**The problem:** Copy the part of the items below that opens with the line containing "Would you be able to tag each instance of the sparse" and continues through the final item, reproducing every line without change.

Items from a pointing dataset
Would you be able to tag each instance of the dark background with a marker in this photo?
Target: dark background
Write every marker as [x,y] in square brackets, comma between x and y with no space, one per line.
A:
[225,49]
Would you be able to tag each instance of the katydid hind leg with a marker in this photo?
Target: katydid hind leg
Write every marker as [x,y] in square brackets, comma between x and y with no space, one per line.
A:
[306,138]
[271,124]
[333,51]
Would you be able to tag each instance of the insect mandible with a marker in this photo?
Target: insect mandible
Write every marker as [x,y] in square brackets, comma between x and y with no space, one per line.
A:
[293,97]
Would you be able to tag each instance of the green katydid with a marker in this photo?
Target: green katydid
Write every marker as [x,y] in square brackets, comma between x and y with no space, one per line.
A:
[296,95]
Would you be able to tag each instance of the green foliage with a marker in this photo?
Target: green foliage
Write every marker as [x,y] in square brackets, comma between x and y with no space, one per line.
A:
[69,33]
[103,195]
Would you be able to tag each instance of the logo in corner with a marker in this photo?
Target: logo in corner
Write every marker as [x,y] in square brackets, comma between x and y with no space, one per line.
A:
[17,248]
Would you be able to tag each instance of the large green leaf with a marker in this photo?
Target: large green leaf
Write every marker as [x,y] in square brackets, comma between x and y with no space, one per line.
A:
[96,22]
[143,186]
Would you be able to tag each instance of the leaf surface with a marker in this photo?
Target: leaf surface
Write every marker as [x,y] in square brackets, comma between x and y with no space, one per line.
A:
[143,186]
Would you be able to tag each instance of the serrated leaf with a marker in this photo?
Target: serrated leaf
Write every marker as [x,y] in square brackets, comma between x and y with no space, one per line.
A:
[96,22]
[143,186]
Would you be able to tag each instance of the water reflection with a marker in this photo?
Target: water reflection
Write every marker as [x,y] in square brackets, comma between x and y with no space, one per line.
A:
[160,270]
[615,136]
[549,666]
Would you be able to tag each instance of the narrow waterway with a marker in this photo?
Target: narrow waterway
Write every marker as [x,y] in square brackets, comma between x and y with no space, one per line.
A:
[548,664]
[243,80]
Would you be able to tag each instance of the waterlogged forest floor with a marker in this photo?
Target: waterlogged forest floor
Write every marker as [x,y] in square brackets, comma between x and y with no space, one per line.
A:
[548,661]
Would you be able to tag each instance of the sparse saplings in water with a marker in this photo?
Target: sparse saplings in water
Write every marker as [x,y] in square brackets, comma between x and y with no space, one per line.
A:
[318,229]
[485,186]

**Answer to the task:**
Would you be able to tag each instance of the sparse saplings in water with a marker in this photo?
Target: sparse saplings in water
Write every marker as [x,y] in square brackets, comma between x and y with no space, one per line.
A:
[318,229]
[485,186]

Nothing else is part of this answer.